Instructions for the task
Please return every line from the entries that has the string "instance" in it.

Data to process
"""

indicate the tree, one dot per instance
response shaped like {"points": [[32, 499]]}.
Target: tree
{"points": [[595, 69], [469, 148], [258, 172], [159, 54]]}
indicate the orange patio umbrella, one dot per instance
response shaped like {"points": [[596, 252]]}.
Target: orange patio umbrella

"""

Output for this task
indicate the tree, one dot per instance
indicate the orange patio umbrella, one dot per instance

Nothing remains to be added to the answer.